● REQUIREMENT:
Give the entries again exactly. Skip the pictures.

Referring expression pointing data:
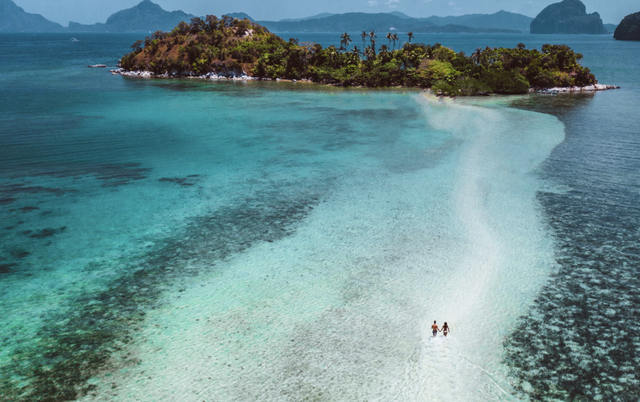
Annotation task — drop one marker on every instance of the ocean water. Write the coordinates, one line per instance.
(231, 241)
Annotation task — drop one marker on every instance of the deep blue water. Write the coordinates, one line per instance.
(123, 201)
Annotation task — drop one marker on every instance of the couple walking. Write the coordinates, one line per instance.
(445, 329)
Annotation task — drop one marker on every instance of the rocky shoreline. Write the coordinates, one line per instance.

● WRITTEN RESPONSE:
Annotation task — drop one marker on every instance of the ocean water. Write the coordinates, one line per instance.
(231, 241)
Annotation task — drop one marker on every instance of the deep blue water. Write the coordinates, one line per instance.
(123, 201)
Annotation task — drop one marker on every instance of the couple walking. Write the coordinates, one line per instance.
(445, 329)
Annotation task — drop one marker on every instance of the rocky shoreline. Write the coordinates, one line per instance.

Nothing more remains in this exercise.